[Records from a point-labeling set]

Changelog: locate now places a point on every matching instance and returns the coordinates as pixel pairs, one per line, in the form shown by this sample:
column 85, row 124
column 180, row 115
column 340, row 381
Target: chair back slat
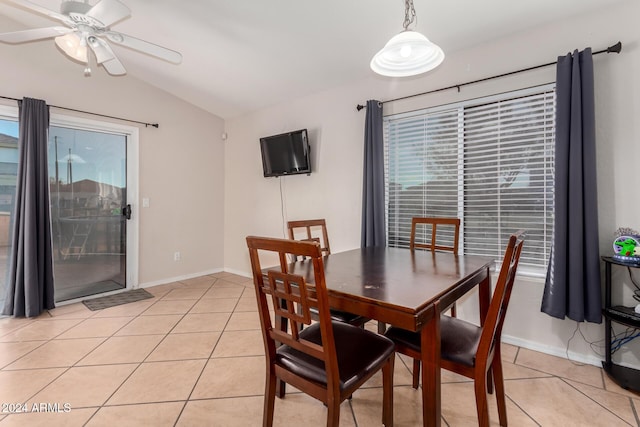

To be done – Reproduce every line of the records above word for word, leaving out the pictures.

Complete answer –
Changelog: locate now places a point on every matching instance and returns the coordinates as pixel pairs, one per line, in the form shown by this sample:
column 85, row 124
column 180, row 115
column 340, row 381
Target: chair back slat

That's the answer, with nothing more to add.